- **Task brief**
Every line from the one with "Target: street lamp" through the end of the records below should be restated word for word, and nothing outside that span.

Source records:
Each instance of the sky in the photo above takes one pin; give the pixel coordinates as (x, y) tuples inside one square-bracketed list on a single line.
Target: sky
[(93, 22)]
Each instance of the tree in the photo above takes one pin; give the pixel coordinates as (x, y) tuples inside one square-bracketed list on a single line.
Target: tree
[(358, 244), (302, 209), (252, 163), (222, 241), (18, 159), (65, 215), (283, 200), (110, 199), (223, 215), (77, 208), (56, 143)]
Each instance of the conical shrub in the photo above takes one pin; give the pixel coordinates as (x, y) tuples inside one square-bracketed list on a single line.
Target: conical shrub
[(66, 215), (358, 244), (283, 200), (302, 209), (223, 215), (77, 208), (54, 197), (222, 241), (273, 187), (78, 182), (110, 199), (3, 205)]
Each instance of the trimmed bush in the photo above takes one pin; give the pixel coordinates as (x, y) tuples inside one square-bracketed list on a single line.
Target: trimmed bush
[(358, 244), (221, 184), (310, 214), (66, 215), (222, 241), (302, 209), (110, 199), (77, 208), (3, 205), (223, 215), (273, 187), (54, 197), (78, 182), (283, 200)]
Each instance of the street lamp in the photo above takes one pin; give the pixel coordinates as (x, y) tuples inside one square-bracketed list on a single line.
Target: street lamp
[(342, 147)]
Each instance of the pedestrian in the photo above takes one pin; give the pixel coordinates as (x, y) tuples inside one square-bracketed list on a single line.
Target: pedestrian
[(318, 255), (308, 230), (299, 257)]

- **Completed task**
Target: street lamp
[(342, 147)]
Each instance of the pedestrian in the photo above takes one pin; give the pixel coordinates as (x, y) tuples inside one square-bracketed list on a single line.
Target: pedestrian
[(318, 255), (308, 230), (299, 257)]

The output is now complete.